#### TEXTABSCHNITT:
■ Bücher.klein: Die rechten Frauen
Man muß sie auch noch gesehen haben, J., 21 Jahre alt, vor dampfenden Töpfen stehend, zwei nölende Kinder im Hintergrund, ein Hühnchen von Frau, die Braut von B., dem Anführer einer Skin- Clique, beide arbeitslos, sie vielleicht wieder schwanger. Man muß sie gesehen haben in Sonja Balbachs Porträtserie über rechte Frauen, die Spiegel-TV sendete. Wenn nicht, kann man sie jetzt, im Verbund mit zwölf anderen rechten Frauen, lesen. Sensible, nicht an bloßer Konfrontation interessierte Fragen, die den Frauen aus allen Alterslagen, aber zumeist proletarischem Milieu (oft auch Ost), die subtilsten Gewalttätigkeiten aus den verschrobensten Hirnwindungen entlocken. Nichts Sensationelles, nein, dürftiges, krudes Gestammel voller Haß, Abschottung, Unkenntnis, ein trotziger Ton, der sich auf wenige Worte reduziert: „stolz, Deutsch(e) zu sein“ und „gegen Ausländer“. Aber immerhin Dokumente, ungefiltertes Anschauungsmaterial in einer Welt der Vor-Urteile.

#### ARBEITSMATERIAL:

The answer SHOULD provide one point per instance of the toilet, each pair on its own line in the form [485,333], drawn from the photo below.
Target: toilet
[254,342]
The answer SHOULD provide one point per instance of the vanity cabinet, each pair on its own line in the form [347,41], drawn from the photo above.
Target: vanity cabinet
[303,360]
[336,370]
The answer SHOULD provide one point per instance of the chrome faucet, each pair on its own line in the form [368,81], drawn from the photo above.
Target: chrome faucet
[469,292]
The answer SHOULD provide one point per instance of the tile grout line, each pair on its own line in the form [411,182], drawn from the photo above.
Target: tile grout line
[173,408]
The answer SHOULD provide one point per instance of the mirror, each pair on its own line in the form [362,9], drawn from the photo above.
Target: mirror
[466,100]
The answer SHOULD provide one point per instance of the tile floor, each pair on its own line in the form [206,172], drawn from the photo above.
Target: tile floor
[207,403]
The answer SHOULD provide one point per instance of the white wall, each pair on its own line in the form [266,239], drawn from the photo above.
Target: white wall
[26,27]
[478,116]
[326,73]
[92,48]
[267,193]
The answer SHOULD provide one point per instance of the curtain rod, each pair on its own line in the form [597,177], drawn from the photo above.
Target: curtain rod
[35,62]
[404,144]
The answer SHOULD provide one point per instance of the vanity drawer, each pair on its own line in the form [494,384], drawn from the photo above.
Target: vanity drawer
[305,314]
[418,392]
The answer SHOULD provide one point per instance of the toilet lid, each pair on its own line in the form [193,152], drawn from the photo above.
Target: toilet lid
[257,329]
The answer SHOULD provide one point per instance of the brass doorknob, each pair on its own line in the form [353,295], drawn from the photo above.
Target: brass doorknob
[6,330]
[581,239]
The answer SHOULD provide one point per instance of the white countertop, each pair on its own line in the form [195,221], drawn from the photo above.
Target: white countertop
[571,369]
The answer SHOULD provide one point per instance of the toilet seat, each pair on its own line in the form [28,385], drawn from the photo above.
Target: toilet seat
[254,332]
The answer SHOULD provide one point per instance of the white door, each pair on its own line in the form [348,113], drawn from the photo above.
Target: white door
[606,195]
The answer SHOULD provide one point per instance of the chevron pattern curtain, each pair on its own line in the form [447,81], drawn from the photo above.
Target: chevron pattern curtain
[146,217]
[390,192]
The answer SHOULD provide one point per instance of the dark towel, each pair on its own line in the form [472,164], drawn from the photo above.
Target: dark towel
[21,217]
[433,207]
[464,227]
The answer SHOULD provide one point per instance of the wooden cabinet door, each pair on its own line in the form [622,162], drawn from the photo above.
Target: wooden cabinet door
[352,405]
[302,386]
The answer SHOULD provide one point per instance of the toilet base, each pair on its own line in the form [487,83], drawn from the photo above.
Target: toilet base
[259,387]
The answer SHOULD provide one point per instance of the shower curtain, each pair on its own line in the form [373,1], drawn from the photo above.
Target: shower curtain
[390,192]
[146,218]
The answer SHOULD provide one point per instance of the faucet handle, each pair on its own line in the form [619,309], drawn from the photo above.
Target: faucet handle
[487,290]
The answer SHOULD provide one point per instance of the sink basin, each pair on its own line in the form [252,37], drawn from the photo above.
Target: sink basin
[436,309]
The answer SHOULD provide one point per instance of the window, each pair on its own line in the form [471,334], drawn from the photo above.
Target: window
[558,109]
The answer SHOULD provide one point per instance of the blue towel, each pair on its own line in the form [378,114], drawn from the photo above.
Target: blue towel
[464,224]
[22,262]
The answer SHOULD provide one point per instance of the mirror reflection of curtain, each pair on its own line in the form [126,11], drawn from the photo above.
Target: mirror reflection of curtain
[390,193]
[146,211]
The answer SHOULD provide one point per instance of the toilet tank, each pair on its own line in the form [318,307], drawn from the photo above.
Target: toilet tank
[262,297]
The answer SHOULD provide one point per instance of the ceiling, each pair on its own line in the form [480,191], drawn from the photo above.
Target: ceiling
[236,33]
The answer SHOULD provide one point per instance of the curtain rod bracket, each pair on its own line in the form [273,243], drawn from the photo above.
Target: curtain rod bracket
...
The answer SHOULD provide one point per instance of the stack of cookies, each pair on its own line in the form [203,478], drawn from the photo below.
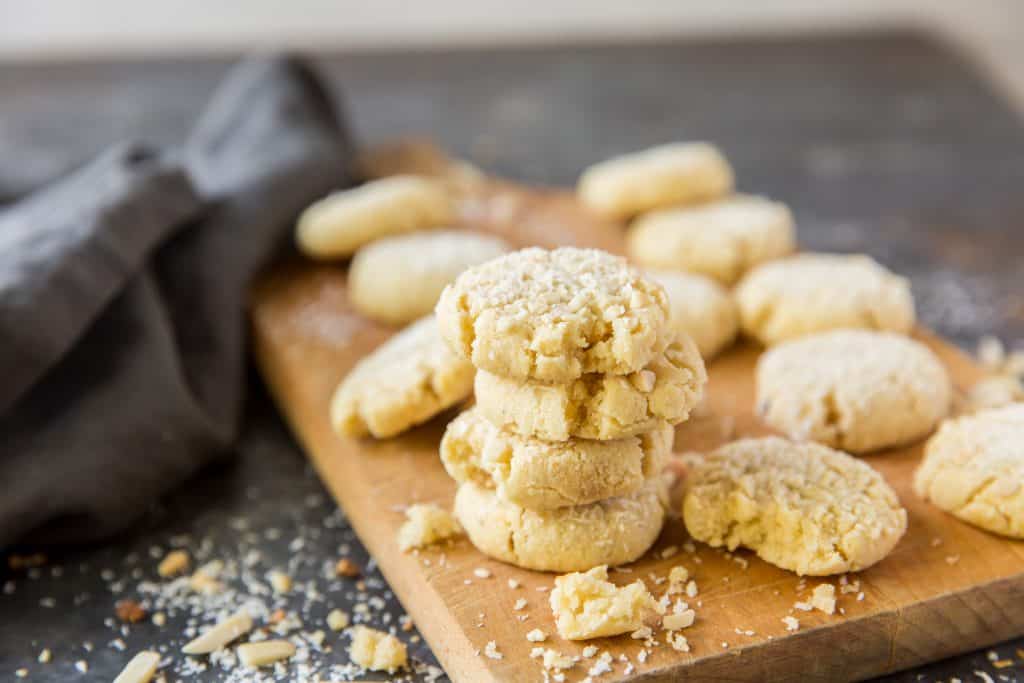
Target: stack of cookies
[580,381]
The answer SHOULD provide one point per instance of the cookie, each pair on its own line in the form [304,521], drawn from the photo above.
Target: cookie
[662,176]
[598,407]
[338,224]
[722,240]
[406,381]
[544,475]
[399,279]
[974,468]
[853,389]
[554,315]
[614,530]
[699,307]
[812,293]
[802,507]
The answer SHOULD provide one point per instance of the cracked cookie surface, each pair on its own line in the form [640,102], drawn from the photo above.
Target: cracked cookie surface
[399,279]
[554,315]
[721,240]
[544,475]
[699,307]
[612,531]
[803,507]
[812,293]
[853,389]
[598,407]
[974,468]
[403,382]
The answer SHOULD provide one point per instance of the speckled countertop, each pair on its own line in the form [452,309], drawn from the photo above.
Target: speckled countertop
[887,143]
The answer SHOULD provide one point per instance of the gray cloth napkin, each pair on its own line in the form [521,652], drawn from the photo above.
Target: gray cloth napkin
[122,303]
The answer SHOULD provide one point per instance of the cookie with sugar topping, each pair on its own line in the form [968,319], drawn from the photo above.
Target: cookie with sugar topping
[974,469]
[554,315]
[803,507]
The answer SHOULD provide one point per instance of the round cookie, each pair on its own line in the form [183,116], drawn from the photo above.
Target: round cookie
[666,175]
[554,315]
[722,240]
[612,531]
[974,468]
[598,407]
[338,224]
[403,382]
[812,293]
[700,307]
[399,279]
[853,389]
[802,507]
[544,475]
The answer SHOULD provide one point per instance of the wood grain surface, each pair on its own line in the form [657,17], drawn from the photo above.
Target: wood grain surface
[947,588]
--
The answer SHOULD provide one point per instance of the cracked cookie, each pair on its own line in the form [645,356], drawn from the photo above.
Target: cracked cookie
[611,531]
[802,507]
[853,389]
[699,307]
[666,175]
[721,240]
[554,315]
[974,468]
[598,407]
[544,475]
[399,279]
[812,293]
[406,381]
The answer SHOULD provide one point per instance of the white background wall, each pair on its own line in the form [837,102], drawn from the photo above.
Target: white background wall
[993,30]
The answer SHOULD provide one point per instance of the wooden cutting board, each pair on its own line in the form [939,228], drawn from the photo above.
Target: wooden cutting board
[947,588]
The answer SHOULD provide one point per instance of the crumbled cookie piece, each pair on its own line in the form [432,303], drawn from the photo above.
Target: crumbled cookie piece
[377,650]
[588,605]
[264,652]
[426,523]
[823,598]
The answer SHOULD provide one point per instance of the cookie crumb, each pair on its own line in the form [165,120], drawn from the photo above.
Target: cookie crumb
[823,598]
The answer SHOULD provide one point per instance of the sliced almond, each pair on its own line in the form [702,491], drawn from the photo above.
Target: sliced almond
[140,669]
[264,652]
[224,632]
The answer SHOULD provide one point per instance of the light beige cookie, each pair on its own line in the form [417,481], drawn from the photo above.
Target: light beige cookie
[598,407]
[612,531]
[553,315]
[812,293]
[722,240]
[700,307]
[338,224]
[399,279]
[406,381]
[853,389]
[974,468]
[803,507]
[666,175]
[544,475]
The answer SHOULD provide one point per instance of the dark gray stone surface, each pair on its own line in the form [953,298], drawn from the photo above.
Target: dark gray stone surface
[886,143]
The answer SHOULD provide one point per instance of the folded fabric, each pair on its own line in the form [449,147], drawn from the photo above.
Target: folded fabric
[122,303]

#### ÜBUNGSAUFGABEN:
a. Gib den gesamten Text über rechte Frauen Wort für Wort aus.
b. Gib aus der Liste nur die Zeilen zurück, die mit der Zeile beginnen, in der „[480,191], drawn from the photo above.“ steht, und nach der Zeile enden, in der „Target: curtain rod bracket“ steht. Beide Grenzzeilen gehören dazu.
Der Text und die Liste sind zwei voneinander getrennte Materialien.

#### LÖSUNGEN:
a.
■ Bücher.klein: Die rechten Frauen
Man muß sie auch noch gesehen haben, J., 21 Jahre alt, vor dampfenden Töpfen stehend, zwei nölende Kinder im Hintergrund, ein Hühnchen von Frau, die Braut von B., dem Anführer einer Skin- Clique, beide arbeitslos, sie vielleicht wieder schwanger. Man muß sie gesehen haben in Sonja Balbachs Porträtserie über rechte Frauen, die Spiegel-TV sendete. Wenn nicht, kann man sie jetzt, im Verbund mit zwölf anderen rechten Frauen, lesen. Sensible, nicht an bloßer Konfrontation interessierte Fragen, die den Frauen aus allen Alterslagen, aber zumeist proletarischem Milieu (oft auch Ost), die subtilsten Gewalttätigkeiten aus den verschrobensten Hirnwindungen entlocken. Nichts Sensationelles, nein, dürftiges, krudes Gestammel voller Haß, Abschottung, Unkenntnis, ein trotziger Ton, der sich auf wenige Worte reduziert: „stolz, Deutsch(e) zu sein“ und „gegen Ausländer“. Aber immerhin Dokumente, ungefiltertes Anschauungsmaterial in einer Welt der Vor-Urteile.

b.
The answer SHOULD provide one point per instance of the ceiling, each pair on its own line in the form [480,191], drawn from the photo above.
Target: ceiling
[236,33]
The answer SHOULD provide one point per instance of the curtain rod bracket, each pair on its own line in the form [273,243], drawn from the photo above.
Target: curtain rod bracket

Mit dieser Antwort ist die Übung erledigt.